-- Start Data for this task --
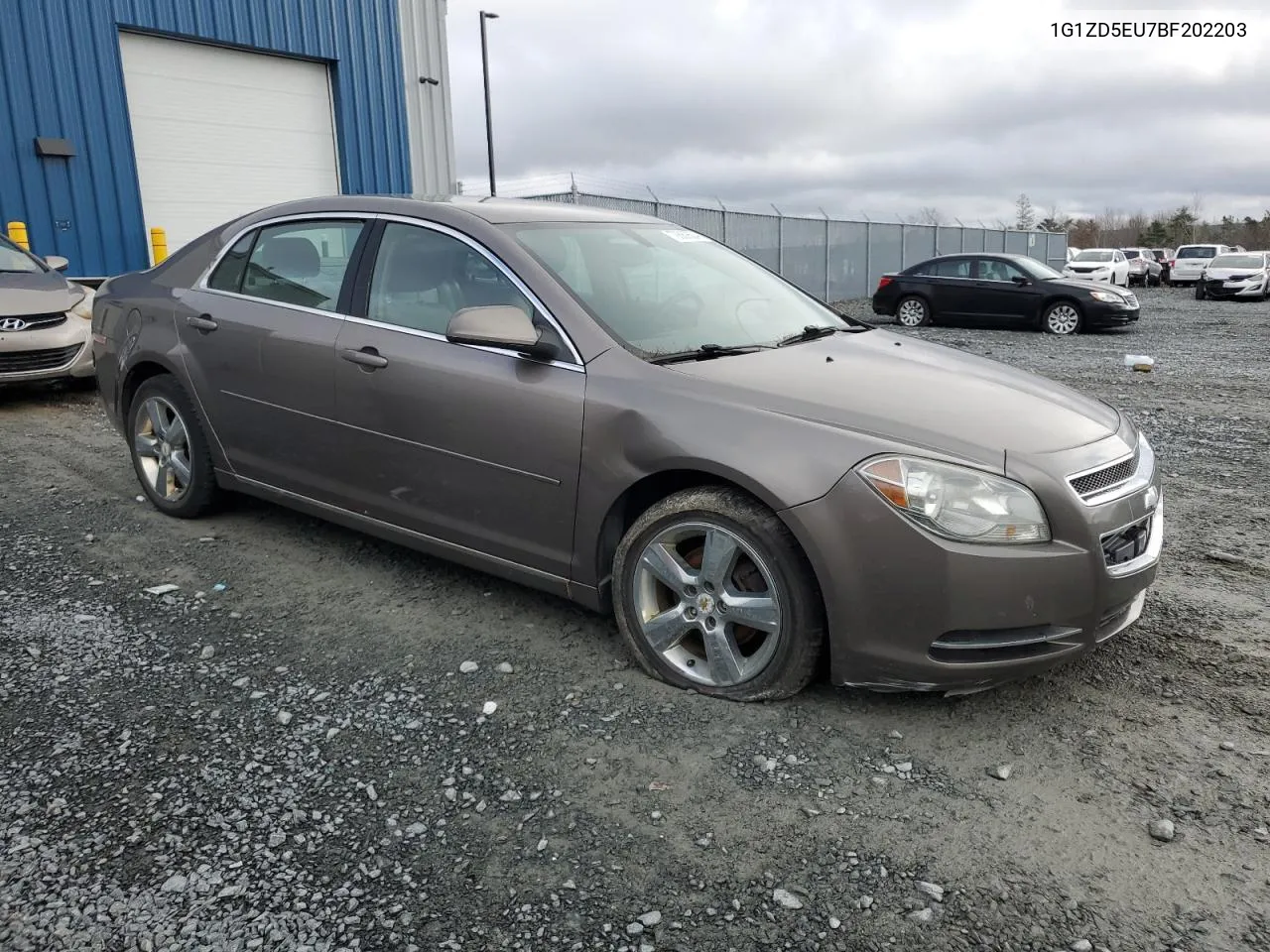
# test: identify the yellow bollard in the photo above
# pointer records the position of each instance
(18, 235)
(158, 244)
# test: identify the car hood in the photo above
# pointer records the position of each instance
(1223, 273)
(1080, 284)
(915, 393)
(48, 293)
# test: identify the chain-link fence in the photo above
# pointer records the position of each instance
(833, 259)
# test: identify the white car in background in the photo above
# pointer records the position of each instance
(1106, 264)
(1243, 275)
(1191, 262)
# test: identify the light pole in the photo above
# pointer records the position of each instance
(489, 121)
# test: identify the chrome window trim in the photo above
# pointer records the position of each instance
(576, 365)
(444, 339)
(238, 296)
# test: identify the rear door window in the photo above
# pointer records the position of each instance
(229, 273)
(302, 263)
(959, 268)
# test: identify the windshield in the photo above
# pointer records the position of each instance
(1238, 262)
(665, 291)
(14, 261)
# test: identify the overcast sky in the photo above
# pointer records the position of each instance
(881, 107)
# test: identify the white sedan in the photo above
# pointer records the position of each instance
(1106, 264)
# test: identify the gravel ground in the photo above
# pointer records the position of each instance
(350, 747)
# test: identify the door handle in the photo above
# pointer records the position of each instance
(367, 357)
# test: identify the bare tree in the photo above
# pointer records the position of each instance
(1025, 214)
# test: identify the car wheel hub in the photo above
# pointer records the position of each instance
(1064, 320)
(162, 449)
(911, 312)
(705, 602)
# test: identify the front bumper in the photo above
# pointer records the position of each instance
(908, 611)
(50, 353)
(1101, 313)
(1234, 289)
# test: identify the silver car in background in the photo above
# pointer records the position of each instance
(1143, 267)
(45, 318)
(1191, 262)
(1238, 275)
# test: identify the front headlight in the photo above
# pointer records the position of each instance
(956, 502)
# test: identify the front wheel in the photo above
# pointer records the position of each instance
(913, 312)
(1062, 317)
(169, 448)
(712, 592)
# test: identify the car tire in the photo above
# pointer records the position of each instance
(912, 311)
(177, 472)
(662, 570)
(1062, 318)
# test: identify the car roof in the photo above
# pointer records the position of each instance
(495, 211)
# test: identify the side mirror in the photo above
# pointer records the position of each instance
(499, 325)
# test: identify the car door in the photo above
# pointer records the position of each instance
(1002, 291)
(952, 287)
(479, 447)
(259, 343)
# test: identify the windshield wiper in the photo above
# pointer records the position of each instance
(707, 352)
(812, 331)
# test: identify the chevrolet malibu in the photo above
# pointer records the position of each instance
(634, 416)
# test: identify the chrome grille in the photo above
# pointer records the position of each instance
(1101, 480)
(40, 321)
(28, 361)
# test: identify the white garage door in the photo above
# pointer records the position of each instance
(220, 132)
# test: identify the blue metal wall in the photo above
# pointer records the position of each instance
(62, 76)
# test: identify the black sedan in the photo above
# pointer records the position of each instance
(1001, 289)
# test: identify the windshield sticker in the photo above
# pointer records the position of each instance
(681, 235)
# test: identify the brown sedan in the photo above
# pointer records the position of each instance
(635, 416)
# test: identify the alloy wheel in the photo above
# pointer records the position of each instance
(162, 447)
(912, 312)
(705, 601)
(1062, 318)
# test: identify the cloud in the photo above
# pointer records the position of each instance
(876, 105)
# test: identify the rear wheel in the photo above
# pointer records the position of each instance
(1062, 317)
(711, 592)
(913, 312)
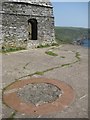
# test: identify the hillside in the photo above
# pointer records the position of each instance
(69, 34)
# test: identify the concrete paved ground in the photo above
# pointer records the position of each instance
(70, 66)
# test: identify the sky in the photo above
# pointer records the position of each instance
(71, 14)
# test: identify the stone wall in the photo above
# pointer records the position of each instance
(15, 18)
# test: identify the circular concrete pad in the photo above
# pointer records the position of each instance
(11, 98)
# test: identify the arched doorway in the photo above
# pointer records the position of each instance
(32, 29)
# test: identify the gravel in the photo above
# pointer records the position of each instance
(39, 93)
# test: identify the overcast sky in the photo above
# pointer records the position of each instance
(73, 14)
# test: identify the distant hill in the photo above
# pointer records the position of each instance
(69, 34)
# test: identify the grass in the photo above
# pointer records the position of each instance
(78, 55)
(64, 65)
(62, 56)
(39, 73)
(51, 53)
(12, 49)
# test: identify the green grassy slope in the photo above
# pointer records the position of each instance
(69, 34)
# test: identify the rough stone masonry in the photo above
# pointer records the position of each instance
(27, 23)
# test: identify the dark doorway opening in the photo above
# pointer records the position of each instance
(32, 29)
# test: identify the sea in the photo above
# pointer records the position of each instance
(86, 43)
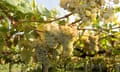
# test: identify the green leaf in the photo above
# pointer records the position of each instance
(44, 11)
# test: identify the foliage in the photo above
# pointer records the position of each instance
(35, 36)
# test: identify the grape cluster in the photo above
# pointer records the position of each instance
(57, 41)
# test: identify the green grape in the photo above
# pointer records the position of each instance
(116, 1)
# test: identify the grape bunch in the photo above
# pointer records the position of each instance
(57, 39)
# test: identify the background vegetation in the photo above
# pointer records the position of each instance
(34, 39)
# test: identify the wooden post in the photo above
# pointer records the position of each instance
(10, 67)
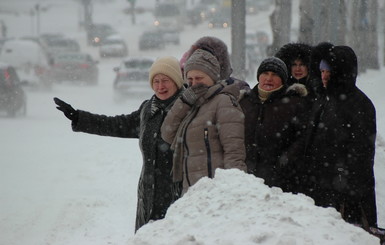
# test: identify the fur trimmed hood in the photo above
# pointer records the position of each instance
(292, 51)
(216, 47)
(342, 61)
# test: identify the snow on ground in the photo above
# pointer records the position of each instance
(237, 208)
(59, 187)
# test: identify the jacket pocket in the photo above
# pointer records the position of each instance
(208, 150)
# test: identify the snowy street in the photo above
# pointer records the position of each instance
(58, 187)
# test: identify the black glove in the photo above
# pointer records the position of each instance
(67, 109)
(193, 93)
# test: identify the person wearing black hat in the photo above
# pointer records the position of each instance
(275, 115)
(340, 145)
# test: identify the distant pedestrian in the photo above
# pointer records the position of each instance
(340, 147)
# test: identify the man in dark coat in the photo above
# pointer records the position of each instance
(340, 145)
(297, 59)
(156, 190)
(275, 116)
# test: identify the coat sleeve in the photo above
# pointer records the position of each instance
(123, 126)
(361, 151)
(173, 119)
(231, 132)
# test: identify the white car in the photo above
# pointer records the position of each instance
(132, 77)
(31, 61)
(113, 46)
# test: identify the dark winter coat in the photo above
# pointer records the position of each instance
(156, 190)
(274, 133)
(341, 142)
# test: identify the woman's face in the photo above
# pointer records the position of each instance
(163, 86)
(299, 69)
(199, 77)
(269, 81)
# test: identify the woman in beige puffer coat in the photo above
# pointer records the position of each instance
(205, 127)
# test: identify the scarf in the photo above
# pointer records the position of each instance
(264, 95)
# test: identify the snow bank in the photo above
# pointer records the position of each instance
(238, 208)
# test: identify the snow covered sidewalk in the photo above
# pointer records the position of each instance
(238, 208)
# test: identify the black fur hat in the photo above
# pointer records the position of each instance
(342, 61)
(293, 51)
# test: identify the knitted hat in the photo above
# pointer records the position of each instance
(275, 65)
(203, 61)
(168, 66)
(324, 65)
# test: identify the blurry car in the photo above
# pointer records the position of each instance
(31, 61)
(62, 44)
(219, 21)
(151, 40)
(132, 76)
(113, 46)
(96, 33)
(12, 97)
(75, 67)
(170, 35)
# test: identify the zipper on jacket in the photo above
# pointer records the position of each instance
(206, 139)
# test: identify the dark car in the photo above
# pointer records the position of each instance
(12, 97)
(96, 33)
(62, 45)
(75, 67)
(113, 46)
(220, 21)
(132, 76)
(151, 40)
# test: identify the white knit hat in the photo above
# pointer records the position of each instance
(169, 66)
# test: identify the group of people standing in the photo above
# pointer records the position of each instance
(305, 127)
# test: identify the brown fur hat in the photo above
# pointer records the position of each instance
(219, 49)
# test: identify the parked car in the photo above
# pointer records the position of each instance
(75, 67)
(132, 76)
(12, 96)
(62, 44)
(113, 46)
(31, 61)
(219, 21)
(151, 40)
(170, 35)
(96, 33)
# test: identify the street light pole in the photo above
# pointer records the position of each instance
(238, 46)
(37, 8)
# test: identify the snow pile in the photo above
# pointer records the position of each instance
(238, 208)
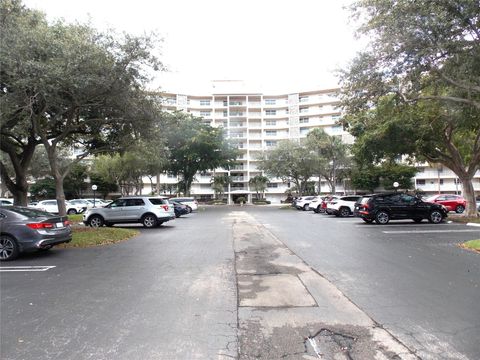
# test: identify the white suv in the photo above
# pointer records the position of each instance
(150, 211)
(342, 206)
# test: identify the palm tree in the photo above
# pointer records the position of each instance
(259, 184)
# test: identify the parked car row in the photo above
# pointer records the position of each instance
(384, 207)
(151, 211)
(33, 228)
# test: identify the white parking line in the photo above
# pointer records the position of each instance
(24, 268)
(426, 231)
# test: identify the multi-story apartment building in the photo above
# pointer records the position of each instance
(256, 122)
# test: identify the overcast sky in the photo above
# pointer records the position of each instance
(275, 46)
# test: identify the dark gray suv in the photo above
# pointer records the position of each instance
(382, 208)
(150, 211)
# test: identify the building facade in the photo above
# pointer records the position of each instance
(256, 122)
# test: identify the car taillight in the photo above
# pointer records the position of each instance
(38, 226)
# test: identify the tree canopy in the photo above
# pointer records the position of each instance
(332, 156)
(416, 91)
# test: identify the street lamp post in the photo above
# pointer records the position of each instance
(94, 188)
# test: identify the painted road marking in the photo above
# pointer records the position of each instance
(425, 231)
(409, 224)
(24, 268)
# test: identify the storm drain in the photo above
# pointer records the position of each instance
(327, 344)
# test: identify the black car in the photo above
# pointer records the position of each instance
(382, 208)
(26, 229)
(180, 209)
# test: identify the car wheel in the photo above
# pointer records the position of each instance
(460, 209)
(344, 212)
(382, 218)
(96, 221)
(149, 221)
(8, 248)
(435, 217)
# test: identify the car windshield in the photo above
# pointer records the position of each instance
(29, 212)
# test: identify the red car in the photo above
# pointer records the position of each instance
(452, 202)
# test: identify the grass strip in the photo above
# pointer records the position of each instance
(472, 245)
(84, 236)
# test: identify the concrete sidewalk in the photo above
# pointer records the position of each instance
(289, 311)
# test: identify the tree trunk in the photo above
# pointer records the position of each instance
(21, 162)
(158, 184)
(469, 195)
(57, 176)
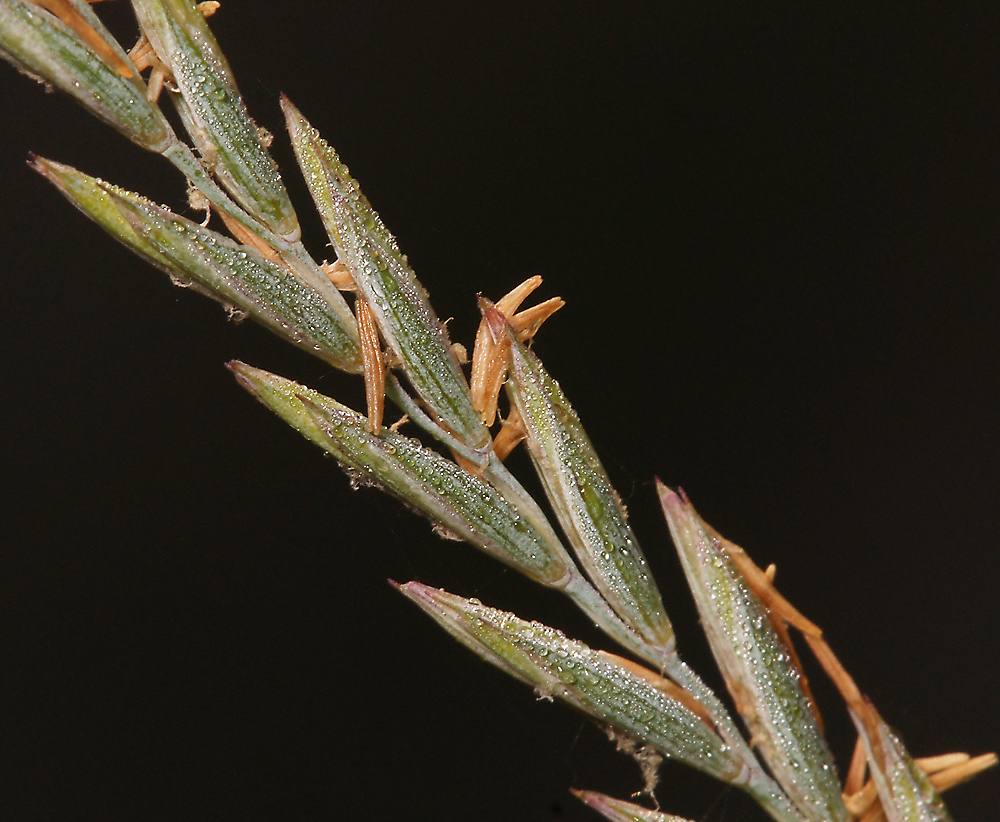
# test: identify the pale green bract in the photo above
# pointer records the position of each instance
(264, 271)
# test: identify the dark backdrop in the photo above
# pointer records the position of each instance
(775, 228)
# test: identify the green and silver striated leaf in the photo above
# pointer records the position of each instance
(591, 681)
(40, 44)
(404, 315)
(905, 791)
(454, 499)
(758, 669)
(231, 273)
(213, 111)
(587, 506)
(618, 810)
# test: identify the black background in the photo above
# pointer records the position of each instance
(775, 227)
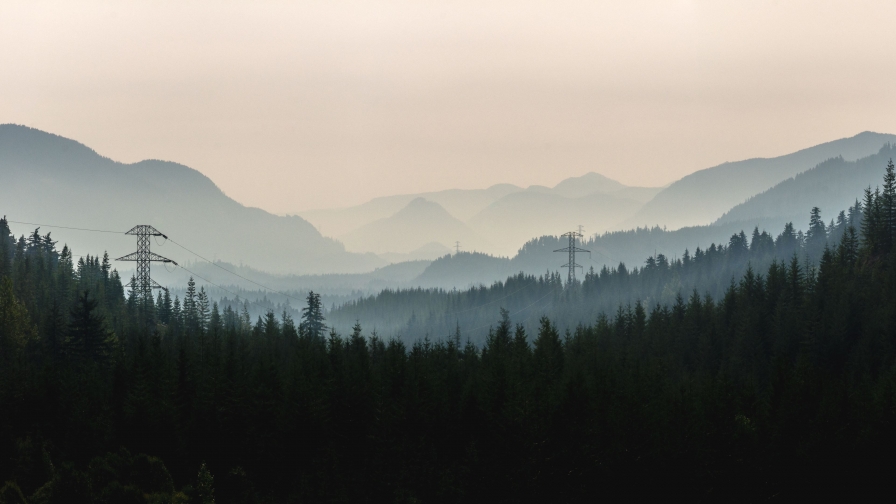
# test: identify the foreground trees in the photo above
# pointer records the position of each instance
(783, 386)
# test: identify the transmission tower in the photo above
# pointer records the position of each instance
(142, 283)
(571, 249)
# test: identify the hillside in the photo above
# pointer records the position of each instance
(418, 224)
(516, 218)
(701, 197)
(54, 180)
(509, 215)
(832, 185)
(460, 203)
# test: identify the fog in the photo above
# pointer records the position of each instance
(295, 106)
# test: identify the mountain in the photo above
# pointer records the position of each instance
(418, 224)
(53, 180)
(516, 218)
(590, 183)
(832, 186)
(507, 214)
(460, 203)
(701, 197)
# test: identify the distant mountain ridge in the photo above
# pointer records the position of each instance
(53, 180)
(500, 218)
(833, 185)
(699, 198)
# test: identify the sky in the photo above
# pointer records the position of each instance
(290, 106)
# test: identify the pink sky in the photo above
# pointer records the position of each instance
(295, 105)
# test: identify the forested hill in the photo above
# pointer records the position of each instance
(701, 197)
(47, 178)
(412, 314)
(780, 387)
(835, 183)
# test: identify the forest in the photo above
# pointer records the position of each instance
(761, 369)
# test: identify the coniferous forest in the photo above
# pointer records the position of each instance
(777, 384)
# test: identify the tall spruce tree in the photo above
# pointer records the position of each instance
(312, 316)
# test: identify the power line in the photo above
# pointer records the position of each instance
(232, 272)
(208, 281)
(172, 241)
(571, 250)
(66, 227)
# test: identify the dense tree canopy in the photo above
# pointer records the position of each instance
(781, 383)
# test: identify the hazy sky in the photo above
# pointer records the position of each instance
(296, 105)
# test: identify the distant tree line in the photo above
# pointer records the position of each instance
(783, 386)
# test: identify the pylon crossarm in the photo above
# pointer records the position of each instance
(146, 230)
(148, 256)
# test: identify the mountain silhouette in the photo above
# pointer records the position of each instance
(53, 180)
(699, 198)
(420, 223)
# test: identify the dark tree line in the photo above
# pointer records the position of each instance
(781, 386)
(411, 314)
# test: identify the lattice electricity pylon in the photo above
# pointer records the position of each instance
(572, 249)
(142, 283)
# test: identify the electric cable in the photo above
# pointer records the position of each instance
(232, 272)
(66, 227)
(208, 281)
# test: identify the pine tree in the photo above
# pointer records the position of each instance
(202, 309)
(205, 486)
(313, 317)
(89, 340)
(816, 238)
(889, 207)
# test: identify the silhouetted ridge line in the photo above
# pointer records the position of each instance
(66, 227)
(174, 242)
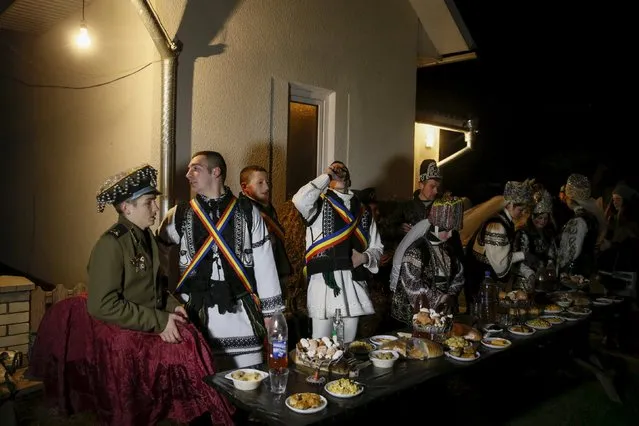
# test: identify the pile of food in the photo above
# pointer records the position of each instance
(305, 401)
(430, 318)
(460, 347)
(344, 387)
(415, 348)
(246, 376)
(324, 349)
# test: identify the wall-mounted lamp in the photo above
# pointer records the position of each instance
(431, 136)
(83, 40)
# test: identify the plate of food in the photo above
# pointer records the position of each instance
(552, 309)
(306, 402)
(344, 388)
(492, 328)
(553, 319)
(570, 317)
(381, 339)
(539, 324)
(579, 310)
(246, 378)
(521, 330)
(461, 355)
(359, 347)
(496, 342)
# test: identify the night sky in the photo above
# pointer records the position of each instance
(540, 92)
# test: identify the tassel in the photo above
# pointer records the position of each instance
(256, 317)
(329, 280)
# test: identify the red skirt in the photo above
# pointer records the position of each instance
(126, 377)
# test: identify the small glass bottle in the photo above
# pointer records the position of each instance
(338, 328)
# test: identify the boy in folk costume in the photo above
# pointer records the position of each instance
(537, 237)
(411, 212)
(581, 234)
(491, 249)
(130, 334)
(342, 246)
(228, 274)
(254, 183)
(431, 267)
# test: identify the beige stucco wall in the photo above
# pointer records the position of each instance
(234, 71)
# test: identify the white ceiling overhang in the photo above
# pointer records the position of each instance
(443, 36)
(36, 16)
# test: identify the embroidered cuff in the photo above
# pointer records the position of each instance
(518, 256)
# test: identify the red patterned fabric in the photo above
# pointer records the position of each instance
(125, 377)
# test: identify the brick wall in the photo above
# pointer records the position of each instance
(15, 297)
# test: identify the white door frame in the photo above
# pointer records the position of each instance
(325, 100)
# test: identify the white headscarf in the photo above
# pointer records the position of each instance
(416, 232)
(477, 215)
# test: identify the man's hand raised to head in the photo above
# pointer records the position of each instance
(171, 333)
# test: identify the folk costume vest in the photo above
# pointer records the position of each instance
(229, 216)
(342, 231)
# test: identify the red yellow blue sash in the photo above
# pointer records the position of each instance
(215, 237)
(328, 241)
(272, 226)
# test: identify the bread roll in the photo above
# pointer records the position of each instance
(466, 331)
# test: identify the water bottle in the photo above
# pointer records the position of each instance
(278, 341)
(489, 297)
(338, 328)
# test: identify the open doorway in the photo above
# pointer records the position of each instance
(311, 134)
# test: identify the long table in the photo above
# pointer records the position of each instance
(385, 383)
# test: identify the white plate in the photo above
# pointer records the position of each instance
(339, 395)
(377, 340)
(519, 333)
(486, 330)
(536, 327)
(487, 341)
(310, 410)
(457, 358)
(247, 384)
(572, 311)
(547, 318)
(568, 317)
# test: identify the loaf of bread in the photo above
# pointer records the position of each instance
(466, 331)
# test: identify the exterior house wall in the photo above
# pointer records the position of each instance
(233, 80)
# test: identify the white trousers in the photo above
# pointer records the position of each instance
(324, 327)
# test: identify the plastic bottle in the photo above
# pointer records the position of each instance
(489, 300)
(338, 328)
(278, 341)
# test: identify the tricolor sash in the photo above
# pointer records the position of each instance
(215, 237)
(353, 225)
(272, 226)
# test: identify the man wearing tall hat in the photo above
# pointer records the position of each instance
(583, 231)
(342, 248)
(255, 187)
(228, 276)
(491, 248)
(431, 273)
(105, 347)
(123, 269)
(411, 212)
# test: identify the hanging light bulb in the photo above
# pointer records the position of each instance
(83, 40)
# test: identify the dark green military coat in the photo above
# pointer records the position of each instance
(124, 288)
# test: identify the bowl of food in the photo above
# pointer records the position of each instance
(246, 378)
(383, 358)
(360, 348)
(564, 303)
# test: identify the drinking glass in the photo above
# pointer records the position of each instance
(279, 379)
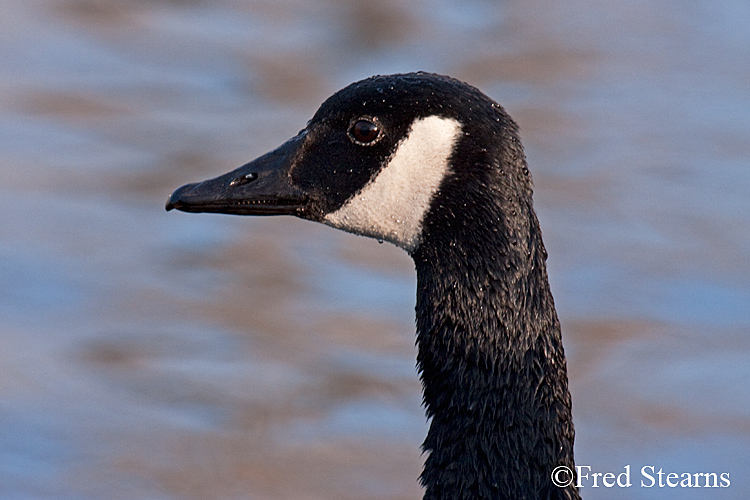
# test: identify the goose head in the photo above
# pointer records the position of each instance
-- End Data for this task --
__To be done__: Skip all pictures. Write out only the lines from the one containing "# test: identify the hanging" to the end of the listing above, inclusive, exactly as given.

__Problem solution__:
# test: identify the hanging light bulb in the photo above
# pointer records the position of each instance
(83, 40)
# test: identify the dark green military coat in the photo above
# pointer records the position of each instance
(124, 288)
# test: identify the bowl of food in the photo above
# pointer records the position of each instance
(246, 378)
(383, 358)
(360, 348)
(564, 303)
# test: identify the drinking glass in the photo above
# pointer records the position of each instance
(279, 379)
# test: identify the goose head in the photo above
# pointer records the position of each instance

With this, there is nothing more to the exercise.